**Work to do**. Can you rescale the stretch from the line containing "For each instance of the bare" through the end of the items, both ends included, by rewriting only those lines in full, item wording and all, with every coordinate in the answers multiplied by 0.45 and rounded to a whole number, halves up?
---*---
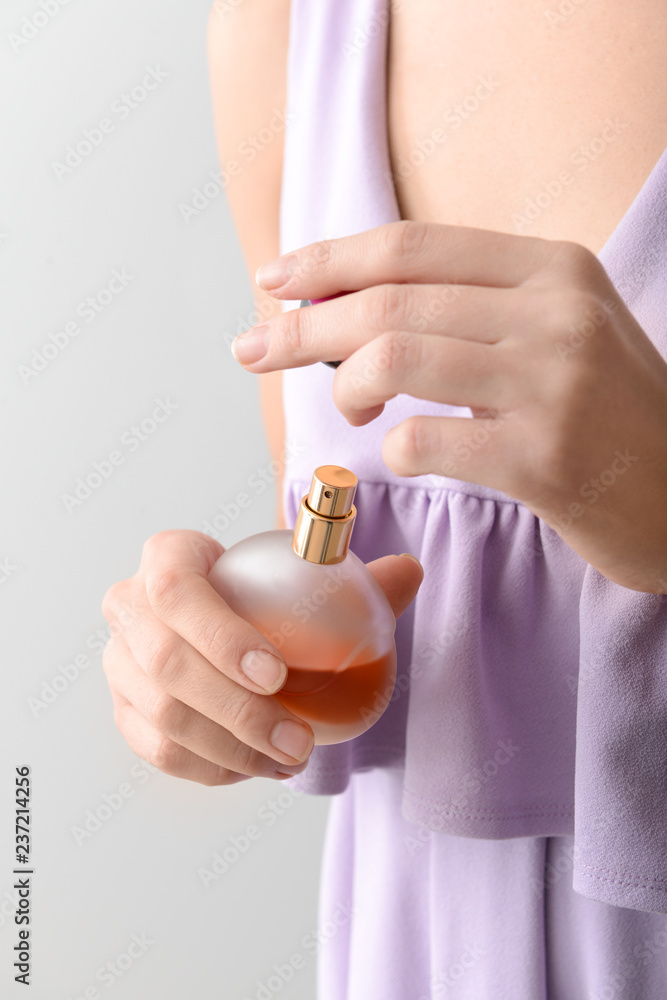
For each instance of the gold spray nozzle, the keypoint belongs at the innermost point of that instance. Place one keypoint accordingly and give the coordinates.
(326, 516)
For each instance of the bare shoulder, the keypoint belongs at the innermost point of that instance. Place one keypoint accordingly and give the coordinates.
(247, 45)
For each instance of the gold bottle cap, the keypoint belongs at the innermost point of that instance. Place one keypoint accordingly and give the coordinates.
(326, 516)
---*---
**Exercise answer**.
For each instance of the bare shoulder, the keypoint belongs at the innermost point of that instance. Place one keypoint accordingly and give the coordinates.
(111, 20)
For each instance of the gold bottle cap, the keypoint belongs at the innermost point of that instance. Place one keypoint accordingly and give the coordinates.
(147, 232)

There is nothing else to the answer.